Short problem: Swap "single pair" for "one pair" throughout the rows below and give them back otherwise unchanged, omitting the pictures.

Material supplied:
━━━

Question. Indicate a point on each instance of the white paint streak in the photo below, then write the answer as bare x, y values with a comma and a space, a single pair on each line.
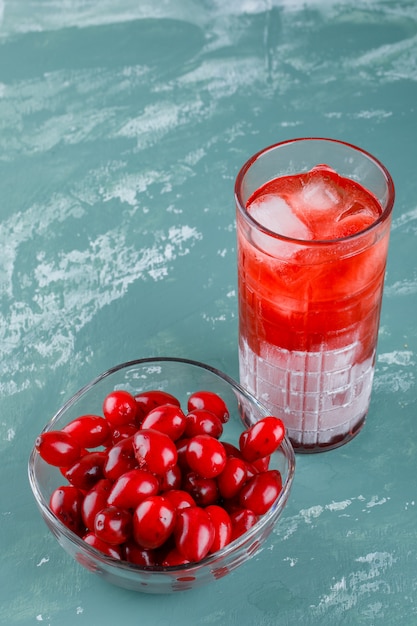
397, 357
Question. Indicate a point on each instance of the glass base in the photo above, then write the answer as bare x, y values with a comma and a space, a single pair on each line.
336, 442
322, 397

━━━

Result of this exercise:
Question. Indicate a point on each instance of the white paint streak in the photo below, then write the answer as bare x, y values with a comma and a space, a one pair on each line.
397, 357
Question. Indicate a point on each instance of the glass base in the photo above, then write the answer as bare x, y values with a comma and a space, a one pair on each line.
336, 442
322, 397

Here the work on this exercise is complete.